(Data records)
----
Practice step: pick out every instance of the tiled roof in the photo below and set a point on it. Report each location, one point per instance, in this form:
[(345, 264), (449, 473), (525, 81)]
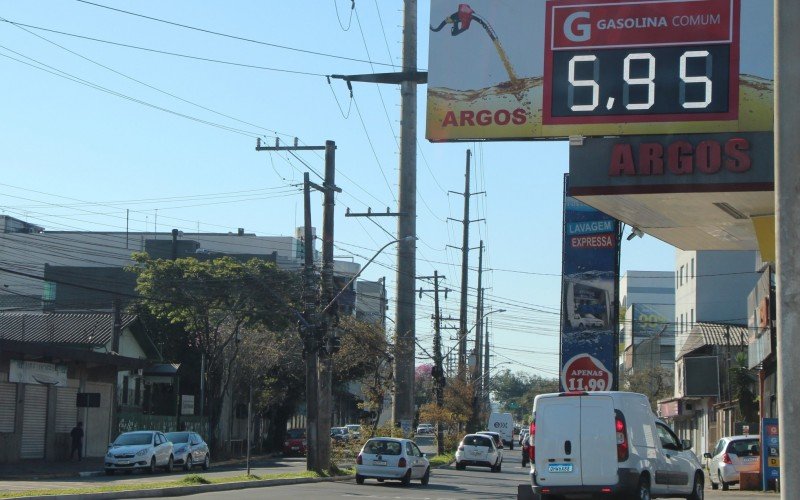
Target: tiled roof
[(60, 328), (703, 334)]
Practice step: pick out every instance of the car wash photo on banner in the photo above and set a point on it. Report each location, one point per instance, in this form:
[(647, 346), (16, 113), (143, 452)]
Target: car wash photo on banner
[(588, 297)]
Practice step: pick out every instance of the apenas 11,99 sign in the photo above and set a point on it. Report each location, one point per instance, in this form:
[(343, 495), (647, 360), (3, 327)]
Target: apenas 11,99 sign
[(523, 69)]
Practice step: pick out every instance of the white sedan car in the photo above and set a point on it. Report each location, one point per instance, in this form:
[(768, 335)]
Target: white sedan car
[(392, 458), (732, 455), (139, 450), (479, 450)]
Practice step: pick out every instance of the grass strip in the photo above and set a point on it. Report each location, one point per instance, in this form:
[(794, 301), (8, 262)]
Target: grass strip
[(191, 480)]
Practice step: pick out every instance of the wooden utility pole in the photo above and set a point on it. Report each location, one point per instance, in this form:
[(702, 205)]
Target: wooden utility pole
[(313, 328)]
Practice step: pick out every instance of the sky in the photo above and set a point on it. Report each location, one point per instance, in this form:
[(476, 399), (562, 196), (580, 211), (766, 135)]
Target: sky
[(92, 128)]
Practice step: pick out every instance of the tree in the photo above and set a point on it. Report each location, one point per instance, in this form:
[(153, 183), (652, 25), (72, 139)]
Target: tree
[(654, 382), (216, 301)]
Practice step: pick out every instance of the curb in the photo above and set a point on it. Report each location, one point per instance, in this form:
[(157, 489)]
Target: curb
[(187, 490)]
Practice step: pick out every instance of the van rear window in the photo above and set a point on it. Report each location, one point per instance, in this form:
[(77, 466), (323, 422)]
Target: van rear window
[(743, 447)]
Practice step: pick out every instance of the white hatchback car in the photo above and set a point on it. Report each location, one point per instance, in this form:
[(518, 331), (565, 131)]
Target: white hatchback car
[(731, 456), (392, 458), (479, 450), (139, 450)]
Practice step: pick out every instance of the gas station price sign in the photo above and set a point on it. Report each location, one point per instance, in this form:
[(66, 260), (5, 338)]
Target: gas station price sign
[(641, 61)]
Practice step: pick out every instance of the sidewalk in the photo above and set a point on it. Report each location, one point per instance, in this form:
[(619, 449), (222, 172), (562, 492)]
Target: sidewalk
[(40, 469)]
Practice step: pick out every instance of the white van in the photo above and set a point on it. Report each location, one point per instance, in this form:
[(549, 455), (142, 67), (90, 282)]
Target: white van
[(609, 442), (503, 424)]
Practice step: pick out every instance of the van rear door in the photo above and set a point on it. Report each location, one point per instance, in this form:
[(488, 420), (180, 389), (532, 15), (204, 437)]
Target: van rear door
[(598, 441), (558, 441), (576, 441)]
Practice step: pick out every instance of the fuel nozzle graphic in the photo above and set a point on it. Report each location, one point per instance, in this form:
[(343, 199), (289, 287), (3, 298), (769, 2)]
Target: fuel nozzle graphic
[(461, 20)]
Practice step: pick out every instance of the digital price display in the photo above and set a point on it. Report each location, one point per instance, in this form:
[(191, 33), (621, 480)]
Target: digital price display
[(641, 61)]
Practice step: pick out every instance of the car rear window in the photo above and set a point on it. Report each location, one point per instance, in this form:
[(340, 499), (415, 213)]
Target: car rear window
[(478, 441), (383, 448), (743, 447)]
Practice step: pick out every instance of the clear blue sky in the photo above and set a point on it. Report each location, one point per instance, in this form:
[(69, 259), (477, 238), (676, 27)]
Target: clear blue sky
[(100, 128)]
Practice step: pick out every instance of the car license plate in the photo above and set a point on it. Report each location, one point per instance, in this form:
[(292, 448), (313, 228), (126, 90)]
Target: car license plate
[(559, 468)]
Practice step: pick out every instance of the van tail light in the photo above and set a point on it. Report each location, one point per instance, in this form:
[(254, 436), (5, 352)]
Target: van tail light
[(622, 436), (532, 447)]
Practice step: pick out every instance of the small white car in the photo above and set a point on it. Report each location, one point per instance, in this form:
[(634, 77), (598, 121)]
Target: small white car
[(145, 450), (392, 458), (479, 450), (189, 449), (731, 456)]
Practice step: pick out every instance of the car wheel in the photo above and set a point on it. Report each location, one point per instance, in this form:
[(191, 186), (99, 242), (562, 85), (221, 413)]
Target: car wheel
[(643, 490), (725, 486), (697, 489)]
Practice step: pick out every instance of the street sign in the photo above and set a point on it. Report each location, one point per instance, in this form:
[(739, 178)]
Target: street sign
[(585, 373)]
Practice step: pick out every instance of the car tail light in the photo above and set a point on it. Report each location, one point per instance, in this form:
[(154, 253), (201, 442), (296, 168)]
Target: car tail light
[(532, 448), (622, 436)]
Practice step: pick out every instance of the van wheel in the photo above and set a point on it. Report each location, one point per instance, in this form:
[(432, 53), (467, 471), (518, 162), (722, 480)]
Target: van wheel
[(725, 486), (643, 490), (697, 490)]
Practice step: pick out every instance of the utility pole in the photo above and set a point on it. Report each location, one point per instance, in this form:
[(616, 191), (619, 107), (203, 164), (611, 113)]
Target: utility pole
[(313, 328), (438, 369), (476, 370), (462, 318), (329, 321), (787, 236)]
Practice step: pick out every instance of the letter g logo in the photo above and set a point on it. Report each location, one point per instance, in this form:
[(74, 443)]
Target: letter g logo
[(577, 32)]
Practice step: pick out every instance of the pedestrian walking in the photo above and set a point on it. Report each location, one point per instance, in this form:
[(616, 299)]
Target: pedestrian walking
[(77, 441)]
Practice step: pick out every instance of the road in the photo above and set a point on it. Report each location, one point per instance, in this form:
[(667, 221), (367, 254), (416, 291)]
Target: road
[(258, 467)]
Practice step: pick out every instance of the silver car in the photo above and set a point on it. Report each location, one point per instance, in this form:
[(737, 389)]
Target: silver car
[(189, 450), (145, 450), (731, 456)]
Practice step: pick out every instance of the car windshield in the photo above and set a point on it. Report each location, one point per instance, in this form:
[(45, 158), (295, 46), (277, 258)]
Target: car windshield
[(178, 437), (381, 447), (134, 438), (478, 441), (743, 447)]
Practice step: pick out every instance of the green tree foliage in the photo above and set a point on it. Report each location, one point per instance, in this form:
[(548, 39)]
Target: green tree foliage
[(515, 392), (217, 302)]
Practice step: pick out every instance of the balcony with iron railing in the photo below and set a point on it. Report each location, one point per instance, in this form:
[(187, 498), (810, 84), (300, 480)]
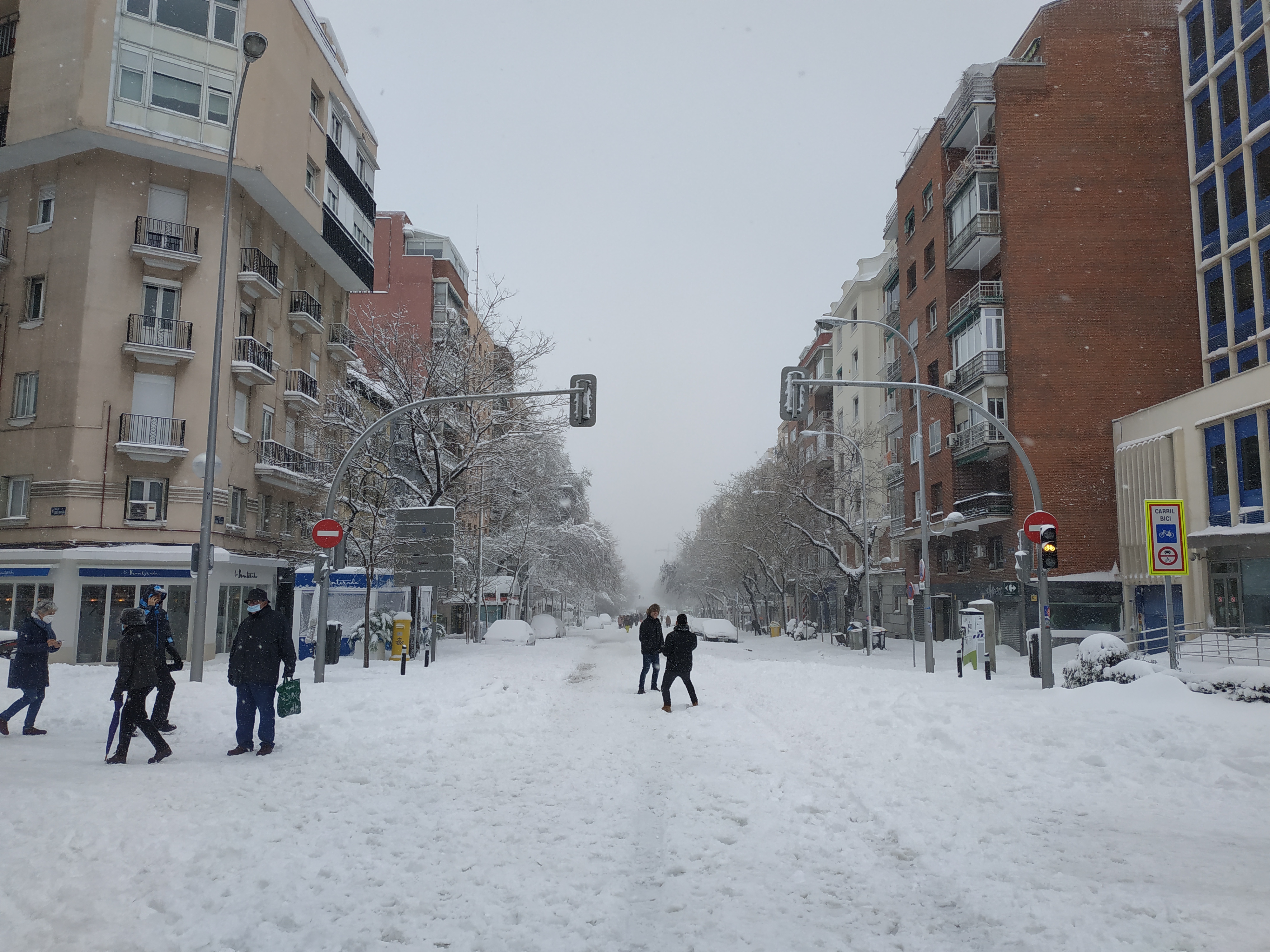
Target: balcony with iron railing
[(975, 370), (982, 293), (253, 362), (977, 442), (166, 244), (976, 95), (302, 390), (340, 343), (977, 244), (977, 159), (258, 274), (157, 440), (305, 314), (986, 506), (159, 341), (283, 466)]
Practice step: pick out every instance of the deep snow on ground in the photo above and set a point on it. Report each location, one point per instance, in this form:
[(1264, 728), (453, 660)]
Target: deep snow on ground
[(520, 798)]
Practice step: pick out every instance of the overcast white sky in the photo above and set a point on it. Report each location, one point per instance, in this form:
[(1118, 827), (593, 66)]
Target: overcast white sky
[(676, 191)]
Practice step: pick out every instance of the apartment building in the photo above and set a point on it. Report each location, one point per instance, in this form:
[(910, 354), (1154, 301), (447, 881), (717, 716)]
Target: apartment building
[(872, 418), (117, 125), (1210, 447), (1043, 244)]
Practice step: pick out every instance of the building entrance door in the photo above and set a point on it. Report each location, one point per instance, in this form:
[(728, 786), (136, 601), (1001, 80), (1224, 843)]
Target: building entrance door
----
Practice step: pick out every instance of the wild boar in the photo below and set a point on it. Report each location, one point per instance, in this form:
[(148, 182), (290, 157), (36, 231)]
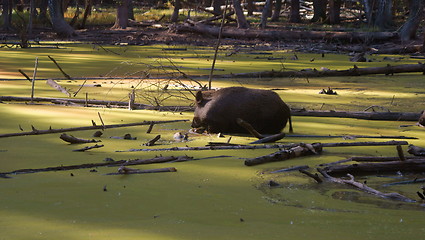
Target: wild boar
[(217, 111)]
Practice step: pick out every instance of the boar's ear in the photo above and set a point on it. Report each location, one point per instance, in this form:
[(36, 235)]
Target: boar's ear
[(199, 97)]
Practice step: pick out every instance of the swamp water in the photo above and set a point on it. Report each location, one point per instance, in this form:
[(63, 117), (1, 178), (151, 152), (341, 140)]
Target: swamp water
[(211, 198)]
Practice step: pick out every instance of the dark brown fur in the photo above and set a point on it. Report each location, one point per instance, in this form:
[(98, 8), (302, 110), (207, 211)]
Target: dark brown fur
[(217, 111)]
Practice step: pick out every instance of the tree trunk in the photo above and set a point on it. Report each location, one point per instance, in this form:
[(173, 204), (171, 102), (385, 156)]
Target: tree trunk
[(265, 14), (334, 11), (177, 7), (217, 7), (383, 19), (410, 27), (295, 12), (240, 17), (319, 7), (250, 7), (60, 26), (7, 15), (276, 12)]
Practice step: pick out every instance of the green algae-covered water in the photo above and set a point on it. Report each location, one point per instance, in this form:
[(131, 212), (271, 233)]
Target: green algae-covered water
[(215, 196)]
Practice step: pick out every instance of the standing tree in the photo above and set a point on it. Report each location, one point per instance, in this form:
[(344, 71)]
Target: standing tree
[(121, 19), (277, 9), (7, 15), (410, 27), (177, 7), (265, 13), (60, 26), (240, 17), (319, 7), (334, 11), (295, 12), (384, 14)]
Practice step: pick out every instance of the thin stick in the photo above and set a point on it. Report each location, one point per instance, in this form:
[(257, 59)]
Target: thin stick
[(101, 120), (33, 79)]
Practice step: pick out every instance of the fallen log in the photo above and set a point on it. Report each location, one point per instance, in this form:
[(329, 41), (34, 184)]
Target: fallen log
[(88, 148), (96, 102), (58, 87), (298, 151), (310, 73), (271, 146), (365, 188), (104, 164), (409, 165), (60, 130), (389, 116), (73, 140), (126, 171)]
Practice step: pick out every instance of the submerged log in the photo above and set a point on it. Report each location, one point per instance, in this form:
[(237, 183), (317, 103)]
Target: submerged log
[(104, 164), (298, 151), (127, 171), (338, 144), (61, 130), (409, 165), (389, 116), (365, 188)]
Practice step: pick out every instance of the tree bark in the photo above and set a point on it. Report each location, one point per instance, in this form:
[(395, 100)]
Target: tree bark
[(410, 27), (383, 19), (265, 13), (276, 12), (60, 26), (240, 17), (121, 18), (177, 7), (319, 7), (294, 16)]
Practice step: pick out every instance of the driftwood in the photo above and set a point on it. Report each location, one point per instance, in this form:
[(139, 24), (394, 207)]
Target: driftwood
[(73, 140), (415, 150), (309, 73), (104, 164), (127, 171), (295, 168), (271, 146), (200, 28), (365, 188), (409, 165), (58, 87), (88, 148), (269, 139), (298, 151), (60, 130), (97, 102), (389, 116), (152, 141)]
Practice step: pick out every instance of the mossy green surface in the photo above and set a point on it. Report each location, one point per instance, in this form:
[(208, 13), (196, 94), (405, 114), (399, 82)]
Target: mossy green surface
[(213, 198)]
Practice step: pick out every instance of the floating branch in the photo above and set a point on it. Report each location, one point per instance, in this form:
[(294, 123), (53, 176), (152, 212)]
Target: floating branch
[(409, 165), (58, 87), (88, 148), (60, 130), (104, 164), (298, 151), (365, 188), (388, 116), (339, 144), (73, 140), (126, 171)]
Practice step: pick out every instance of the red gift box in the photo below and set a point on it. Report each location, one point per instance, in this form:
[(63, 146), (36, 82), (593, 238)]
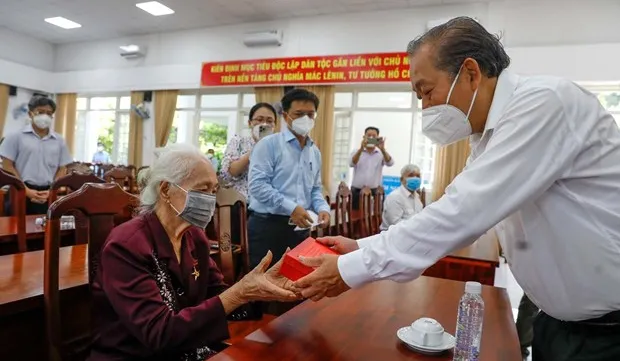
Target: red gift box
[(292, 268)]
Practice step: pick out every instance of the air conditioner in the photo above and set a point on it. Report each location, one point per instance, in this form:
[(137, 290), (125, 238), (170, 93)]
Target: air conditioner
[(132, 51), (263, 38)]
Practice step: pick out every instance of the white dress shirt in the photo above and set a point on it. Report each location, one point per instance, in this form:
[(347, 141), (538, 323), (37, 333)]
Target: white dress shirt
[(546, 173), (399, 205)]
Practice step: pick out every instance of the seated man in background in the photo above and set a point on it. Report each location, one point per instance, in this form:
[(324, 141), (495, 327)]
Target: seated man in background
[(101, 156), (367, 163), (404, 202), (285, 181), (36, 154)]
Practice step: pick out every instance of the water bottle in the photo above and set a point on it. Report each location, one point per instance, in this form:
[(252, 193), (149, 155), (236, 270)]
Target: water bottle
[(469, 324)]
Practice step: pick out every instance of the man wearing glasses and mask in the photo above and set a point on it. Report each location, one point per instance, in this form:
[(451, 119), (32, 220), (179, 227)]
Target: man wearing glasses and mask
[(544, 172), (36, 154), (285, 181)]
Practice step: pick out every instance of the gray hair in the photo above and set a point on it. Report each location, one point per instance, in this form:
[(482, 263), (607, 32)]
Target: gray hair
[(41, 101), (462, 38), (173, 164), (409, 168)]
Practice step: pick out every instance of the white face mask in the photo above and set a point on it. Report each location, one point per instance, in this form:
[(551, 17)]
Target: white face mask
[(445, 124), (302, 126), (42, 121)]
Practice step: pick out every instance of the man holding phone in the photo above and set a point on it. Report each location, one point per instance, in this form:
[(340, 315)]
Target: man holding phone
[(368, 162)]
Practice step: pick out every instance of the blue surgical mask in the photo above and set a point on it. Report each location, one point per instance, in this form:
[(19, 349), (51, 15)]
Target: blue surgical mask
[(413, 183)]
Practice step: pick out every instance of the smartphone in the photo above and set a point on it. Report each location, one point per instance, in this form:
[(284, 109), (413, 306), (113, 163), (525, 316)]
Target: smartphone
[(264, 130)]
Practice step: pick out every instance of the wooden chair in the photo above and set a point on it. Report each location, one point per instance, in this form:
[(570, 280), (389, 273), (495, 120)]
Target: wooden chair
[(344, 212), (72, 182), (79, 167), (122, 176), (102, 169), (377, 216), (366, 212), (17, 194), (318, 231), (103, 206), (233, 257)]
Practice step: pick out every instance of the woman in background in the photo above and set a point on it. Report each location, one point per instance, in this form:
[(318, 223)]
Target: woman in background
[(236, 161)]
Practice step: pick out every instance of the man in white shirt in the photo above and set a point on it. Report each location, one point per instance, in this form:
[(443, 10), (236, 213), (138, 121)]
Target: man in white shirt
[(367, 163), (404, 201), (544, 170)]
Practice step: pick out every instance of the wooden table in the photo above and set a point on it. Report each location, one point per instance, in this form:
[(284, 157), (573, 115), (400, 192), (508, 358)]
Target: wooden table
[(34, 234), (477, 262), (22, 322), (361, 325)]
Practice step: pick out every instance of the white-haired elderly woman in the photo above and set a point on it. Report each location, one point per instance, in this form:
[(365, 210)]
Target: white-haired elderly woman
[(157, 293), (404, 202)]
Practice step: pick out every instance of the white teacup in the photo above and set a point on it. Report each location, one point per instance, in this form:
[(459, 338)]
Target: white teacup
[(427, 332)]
----
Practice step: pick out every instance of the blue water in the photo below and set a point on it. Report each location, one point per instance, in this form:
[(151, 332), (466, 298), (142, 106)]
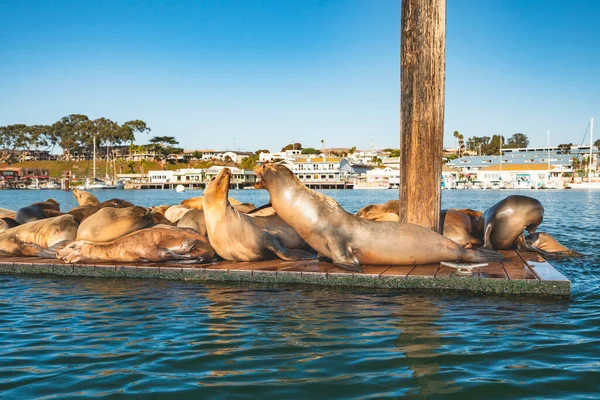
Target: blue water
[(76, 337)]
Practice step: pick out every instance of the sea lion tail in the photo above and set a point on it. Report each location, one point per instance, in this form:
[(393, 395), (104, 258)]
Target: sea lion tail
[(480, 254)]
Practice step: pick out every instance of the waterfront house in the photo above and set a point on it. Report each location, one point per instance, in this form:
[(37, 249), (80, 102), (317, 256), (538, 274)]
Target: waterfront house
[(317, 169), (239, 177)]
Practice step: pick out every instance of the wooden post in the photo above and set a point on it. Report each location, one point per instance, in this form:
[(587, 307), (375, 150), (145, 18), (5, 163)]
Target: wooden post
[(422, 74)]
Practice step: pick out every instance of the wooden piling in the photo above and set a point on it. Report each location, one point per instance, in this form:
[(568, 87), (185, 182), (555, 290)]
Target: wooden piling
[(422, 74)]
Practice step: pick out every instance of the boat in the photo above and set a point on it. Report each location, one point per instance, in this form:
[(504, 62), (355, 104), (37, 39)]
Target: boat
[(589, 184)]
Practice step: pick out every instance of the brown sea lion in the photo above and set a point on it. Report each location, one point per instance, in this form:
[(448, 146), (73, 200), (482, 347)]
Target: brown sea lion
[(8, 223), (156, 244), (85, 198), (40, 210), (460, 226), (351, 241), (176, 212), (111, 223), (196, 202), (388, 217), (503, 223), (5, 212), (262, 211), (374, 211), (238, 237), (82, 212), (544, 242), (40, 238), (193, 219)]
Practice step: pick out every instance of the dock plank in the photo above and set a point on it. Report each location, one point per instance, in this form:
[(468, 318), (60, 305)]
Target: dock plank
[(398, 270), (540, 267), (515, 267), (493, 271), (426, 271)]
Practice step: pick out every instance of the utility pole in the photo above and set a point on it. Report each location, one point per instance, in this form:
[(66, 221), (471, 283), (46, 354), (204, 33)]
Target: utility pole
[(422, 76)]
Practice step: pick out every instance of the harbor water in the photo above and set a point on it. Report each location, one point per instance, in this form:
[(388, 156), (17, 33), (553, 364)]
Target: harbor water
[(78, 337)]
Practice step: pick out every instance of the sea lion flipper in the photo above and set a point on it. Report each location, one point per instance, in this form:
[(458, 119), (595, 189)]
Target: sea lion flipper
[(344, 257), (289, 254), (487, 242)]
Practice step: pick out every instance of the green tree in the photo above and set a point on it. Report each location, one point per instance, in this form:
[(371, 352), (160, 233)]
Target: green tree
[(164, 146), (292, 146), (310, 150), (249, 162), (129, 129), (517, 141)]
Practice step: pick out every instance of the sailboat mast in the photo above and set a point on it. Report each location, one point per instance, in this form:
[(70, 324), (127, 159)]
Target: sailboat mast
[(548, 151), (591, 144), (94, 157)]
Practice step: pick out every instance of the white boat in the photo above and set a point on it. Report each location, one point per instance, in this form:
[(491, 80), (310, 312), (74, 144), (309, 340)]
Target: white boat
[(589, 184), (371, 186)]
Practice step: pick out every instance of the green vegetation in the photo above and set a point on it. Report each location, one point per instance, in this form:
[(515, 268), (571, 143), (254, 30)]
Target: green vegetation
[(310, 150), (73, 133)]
----
Goal of the exercise
Rename "green tree" to "leafy tree" throughout the items from the line containing "Practice step: pick out every instance of the green tree in" up to and including the line containing "129), (517, 141)]", and reproduce only those lines with every other word left unchanged.

Answer to this exercise
Practice step: pick out every instance of the leafy tree in the photo above and set a point on it. Report each location, one point per instance, in this form:
[(371, 352), (160, 233)]
Target: leafy tree
[(164, 146), (292, 146), (310, 150), (249, 162), (129, 129), (517, 141)]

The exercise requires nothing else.